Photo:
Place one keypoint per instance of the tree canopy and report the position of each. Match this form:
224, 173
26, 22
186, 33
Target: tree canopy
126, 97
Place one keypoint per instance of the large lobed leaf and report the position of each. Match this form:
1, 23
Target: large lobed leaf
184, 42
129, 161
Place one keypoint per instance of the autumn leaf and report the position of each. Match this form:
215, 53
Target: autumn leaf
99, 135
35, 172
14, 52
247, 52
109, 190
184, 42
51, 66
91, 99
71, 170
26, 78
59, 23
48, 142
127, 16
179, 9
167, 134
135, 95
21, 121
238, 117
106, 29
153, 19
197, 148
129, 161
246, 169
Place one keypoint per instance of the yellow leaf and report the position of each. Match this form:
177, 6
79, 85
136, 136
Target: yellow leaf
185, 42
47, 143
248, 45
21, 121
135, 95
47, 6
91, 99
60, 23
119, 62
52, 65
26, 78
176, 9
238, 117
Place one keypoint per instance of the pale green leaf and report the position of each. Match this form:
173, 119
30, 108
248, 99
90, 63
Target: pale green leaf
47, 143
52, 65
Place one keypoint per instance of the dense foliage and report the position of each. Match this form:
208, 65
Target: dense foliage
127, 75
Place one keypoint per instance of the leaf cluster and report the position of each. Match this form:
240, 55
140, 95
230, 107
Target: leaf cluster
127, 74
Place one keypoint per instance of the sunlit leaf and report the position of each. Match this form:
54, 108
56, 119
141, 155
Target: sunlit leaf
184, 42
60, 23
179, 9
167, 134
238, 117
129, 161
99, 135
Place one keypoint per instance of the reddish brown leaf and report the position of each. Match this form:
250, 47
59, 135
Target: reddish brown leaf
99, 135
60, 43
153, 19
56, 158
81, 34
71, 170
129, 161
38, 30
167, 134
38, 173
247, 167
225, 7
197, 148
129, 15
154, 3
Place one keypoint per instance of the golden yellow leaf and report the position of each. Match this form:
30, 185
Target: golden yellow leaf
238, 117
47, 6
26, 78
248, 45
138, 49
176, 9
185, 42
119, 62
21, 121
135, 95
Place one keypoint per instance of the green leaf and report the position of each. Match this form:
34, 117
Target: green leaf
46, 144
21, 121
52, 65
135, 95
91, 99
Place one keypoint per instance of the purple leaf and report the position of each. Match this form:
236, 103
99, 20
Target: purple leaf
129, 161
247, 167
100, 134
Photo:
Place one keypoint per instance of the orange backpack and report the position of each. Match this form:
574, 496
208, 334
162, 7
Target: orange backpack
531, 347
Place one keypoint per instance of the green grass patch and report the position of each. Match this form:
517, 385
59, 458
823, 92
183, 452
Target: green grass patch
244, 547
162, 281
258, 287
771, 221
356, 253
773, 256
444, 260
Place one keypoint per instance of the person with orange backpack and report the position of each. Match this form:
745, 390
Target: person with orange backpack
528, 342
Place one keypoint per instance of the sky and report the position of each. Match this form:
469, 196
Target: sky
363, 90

* [Task description] Reproduce every line above, from the first through the last, without changing any character.

* [Correct output]
Photo:
Place one keypoint per instance of the tree canopy and report the position of each. Match this form:
224, 173
26, 22
186, 33
Target: tree canopy
126, 97
Place one keypoint per instance of the large lobed leaf and report the position of each. Match this form:
1, 23
Target: large lobed leaf
184, 42
129, 161
Place one keypoint per instance of the autumn leaf and report the position of each. Match this form:
215, 53
Target: autumn leaf
99, 135
35, 172
14, 52
247, 52
109, 190
184, 42
51, 66
91, 99
71, 170
26, 78
59, 23
48, 142
127, 16
179, 9
167, 134
135, 95
21, 121
238, 117
106, 29
153, 19
197, 148
129, 161
246, 169
Place one keypoint per instance of the yellow leaf and report the position of each. Match this form:
177, 6
79, 85
136, 136
Target: yellow leaf
185, 42
47, 143
248, 45
21, 121
135, 95
47, 6
91, 99
60, 23
119, 62
52, 65
26, 78
176, 9
238, 117
Place one keypoint per instance of the pale green leaf and report the position of each. Match this form:
173, 119
30, 108
248, 99
90, 63
Target: pale green leaf
47, 143
52, 65
Place one keypoint per instance of the dense foliage and report the position of each. Match this form:
208, 65
Target: dense foliage
127, 75
Place one keypoint per instance of the leaf cluster and report the position of each. Match this form:
240, 55
140, 95
230, 107
Target: leaf cluster
127, 74
Place one keypoint per instance of the sunlit leaf and report the position of each. Match this form:
54, 108
56, 119
141, 155
Target: sunlit leaf
184, 42
60, 23
179, 9
167, 134
238, 117
129, 161
99, 135
Place one keypoint per instance of the reddish brown leaf and report the position of each. Match this form:
250, 47
59, 135
Target: reddish brown leaf
99, 135
60, 43
153, 19
56, 158
81, 34
71, 170
129, 161
38, 30
167, 134
38, 173
247, 167
225, 7
197, 148
129, 15
154, 3
Place one keypoint per instance of the golden yellow leaf and report the position of each. Match this form:
30, 185
Target: golden yellow leaf
238, 117
47, 6
26, 78
248, 45
138, 49
176, 9
185, 42
119, 62
21, 121
135, 95
Place one keypoint per instance of the green leaf and report the position of each. Match this form:
34, 117
Target: green leaf
46, 144
21, 121
52, 65
135, 95
91, 99
Place one keypoint per instance of the purple leaf and report the position of each. Match this form:
236, 103
99, 20
Target: purple leaf
129, 161
247, 167
100, 134
Photo:
Place one keypoint per instance of the orange backpack and report the position of each. Match this form:
574, 496
208, 334
162, 7
Target: orange backpack
531, 347
Place one keypoint per instance of the green grass patch and report the position of each. Match this form:
517, 385
59, 458
823, 92
183, 452
Target: green grass patch
244, 547
162, 281
258, 287
771, 221
356, 253
773, 256
444, 260
Place one keypoint per instance of the person with orange backpack and report the position of each. Match this form:
745, 390
Target: person with orange backpack
528, 342
Place one keypoint per instance of the sky and report the position of each. Match this form:
469, 196
Target: sky
363, 90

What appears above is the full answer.